Document extract Start Marker
Modulation by calcium of gamma-aminobutyric acid (GABA) binding to GABAA and GABAB recognition sites in rat brain. Involvement of different mechanisms.

Calcium modulates sodium-independent binding of gamma-aminobutyric acid (GABA) to GABAA and GABAB recognition sites located in synaptic membranes of rat brain. At 37 degrees the binding of [3H]GABA to the GABAB recognition site is dramatically stimulated by Ca2+ with an EC50 (half-saturation constant) of congruent to 10 microns, whereas the binding to the GABAA recognition site is only slightly, but significantly, potentiated by Ca2+ with an EC50 of congruent to 0.1-1.0 micron. The effect of calcium on GABAA recognition sites requires a temperature of 37 degrees and the presence of calmodulin. Only GABAA recognition sites are linked to benzodiazepine recognition sites, and the interaction between these sites is modulated by Ca2+ at physiological ion concentrations. When free Ca2+ in the assay medium is below 10 nM, only one population of low-affinity GABAA recognition sites can be measured; however, when free Ca2+ is at the micromolar level, or if diazepam is present, a high affinity-binding site appears in addition to the pre-existing low-affinity component. On the basis of affinity there is a single population of GABAB bindings sites, but the number of sites is about 90% greater at 37 degrees than at 4 degrees. This temperature-dependent increase in the number of GABAB recognition sites is calmodulin-independent, and data with leupeptin, hemin, and antipain suggest that this temperature-dependent increase in GABAB sites might involve the activity of Ca2+-dependent protease(s).
Document extract End Marker
Source information Start Marker
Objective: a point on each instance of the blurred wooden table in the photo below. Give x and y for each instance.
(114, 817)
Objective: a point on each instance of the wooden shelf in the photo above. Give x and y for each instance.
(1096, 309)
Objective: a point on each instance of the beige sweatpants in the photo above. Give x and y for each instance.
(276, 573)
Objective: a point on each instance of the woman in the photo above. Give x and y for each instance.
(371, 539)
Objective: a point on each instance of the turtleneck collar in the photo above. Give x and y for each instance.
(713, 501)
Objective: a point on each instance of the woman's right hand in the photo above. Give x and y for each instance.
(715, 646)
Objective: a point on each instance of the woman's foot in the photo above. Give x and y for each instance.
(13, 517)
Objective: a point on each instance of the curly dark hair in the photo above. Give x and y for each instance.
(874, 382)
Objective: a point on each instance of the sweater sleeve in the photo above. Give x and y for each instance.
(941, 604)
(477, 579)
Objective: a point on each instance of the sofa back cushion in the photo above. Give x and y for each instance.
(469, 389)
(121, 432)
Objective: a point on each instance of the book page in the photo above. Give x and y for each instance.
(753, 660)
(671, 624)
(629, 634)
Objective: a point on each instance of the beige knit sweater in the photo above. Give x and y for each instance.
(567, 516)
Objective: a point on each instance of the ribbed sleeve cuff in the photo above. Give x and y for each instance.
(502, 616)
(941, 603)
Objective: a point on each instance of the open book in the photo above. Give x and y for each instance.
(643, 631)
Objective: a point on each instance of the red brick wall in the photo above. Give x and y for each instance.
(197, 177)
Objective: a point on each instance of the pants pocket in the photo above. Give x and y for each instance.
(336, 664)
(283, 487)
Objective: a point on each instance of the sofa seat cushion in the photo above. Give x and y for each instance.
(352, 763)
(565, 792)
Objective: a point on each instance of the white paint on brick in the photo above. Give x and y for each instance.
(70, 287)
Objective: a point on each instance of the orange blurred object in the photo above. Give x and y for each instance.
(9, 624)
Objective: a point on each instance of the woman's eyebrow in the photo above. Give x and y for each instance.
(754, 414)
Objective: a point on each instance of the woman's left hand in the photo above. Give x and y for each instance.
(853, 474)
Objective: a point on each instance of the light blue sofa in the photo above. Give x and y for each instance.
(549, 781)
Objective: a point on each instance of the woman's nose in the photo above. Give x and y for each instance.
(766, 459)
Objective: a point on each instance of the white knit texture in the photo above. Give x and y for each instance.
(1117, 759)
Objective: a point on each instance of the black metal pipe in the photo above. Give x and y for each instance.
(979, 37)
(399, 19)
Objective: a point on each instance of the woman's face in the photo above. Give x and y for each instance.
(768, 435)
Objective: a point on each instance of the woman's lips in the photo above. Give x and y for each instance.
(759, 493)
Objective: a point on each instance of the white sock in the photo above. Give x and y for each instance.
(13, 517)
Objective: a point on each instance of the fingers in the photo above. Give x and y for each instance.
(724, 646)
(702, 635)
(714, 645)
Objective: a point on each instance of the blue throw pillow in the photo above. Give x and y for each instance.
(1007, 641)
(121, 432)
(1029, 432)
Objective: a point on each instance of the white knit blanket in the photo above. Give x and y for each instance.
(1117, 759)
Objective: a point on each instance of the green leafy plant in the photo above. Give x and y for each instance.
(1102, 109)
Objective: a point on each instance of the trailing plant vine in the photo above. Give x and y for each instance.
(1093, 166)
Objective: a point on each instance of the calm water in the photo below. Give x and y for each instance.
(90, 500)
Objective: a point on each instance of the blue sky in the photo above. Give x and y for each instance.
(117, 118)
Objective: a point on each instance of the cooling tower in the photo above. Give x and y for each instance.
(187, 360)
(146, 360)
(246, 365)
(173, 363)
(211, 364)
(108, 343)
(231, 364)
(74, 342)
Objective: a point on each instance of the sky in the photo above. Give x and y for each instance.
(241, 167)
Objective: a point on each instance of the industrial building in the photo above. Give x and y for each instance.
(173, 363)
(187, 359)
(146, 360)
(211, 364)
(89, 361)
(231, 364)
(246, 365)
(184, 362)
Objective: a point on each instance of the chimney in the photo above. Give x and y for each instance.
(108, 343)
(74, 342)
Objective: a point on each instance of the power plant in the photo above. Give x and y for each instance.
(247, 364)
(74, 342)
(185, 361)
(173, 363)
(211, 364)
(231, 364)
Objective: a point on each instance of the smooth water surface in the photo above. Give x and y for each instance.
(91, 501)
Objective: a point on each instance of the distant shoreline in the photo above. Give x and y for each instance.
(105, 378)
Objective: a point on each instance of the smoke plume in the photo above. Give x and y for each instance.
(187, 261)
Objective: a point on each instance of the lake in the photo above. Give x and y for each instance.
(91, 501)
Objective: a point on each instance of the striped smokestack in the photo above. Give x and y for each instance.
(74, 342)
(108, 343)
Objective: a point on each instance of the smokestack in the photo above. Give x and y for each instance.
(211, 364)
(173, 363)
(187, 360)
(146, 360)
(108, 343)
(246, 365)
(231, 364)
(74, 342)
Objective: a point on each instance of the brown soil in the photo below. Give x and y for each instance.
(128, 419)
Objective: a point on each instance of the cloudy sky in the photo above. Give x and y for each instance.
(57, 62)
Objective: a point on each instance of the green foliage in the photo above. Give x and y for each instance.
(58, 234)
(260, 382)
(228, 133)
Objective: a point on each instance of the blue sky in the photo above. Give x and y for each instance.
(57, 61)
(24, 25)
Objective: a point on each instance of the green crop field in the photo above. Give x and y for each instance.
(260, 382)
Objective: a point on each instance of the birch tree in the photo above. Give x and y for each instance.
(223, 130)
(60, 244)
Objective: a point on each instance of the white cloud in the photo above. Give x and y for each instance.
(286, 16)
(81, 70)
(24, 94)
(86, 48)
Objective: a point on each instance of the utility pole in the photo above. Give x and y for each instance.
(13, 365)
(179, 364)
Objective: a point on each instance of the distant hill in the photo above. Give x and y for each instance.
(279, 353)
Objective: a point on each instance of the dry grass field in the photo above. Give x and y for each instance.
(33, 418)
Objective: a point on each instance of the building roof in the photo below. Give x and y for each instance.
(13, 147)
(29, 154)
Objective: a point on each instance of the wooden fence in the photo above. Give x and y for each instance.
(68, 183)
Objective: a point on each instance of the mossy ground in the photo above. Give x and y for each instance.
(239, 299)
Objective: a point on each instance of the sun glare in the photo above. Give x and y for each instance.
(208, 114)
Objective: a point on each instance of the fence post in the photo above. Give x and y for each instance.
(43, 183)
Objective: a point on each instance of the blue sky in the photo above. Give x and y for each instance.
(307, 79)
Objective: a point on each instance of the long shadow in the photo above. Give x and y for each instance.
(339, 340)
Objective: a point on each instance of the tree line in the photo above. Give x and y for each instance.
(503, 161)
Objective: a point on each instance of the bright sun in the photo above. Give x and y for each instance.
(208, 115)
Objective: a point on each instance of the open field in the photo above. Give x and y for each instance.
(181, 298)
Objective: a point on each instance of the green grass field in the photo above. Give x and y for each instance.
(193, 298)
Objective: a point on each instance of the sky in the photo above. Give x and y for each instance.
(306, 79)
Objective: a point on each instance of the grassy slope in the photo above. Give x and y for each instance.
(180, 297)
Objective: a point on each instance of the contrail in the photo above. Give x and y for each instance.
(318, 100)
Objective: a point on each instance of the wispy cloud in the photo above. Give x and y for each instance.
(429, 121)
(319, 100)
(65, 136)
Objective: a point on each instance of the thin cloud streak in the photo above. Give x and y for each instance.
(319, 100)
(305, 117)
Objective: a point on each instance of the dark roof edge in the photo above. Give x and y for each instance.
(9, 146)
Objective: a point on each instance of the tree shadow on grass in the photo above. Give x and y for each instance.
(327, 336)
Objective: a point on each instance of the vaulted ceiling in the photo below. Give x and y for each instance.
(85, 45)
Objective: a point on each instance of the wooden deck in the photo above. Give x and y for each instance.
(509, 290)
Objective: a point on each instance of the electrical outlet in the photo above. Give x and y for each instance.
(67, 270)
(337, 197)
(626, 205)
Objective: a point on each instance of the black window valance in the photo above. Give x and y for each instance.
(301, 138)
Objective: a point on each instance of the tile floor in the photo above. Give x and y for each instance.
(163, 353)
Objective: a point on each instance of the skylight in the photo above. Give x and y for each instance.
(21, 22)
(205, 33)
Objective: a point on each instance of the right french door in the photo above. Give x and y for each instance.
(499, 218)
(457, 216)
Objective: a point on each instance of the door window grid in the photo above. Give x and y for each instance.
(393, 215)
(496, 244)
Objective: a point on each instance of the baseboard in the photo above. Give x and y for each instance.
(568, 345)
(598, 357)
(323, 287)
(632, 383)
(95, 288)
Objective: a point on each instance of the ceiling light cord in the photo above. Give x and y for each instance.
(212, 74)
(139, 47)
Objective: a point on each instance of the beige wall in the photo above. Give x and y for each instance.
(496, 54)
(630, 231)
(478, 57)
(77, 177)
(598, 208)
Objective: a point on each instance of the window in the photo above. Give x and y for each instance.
Source information End Marker
- [Work instructions]:
In the abstract on calcium and GABA binding, list the substances whose data suggest that the temperature-dependent increase in GABAB sites might involve Ca2+-dependent protease activity. Answer from the text alone and ignore the records.

- [Your response]:
leupeptin, hemin, antipain